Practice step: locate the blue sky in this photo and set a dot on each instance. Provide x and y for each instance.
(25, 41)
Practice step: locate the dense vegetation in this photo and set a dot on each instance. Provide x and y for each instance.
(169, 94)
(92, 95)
==
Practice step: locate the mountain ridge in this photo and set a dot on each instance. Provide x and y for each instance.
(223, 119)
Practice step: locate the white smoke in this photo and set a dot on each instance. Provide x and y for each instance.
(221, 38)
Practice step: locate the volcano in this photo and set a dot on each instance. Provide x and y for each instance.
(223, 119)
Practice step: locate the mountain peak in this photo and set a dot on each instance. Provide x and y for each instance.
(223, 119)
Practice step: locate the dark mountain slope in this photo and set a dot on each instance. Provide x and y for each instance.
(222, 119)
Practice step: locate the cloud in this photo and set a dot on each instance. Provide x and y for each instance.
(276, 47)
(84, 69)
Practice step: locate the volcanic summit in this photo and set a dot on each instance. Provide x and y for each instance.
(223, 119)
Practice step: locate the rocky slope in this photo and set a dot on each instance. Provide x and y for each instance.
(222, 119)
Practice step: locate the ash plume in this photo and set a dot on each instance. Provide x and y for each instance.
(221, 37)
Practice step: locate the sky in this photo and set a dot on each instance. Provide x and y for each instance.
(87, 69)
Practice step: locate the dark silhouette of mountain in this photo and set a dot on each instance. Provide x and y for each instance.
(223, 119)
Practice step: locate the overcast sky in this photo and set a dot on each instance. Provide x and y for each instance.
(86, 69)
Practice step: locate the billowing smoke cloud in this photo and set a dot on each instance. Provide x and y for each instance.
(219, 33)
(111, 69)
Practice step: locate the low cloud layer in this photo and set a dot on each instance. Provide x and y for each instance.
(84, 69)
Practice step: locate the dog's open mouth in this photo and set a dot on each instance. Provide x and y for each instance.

§ **GIVEN EXERCISE**
Copy the records word for word, starting at the line with "Practice step: locate the volcano" and ending at the line with "Practice step: locate the dog's". Include both of those lines.

§ **SOLUTION TO THE EXERCISE**
Practice step: locate the volcano in this photo and set a dot on each instance. Provide x and y for each instance.
(223, 119)
Practice step: locate the mountain peak in this photo and set a dot on each instance. Provide x and y for each instance.
(223, 119)
Practice step: locate the dark mountain slope in this photo and set a dot on each instance. Provide x and y for each instance.
(222, 119)
Practice step: locate the cloud in this photo and set a dot on each instance. Provide x and y for each instance.
(276, 47)
(84, 69)
Practice step: locate the volcanic summit in this photo and set a dot on each instance. Provide x and y for each instance.
(223, 119)
Practice step: locate the rocky slope in this photo and set a dot on each instance. Provide x and y for each instance.
(222, 119)
Practice step: locate the ash plume in this photo and set a dot on each instance. Provide x and y for each instance.
(221, 37)
Practice step: locate the sky in this photo and set a dot on each instance. Provide x and y for each instance.
(87, 69)
Practice step: locate the dark silhouette of mountain in this photo and set a dot on each instance. Provide x and y for each instance.
(223, 119)
Practice step: locate the overcast sky in this photo and set a dot on each instance. Provide x and y for each instance.
(86, 69)
Practice step: locate the billowing smoke cloud in this photo and set a dot on each instance. Provide x and y for each instance.
(219, 33)
(111, 69)
Practice step: locate the low cloud layer in this photo and set a dot on each instance. Provide x and y for each instance.
(84, 69)
Practice step: locate the dog's open mouth in this photo and set a dot on each instance. Provide x and y for each instance.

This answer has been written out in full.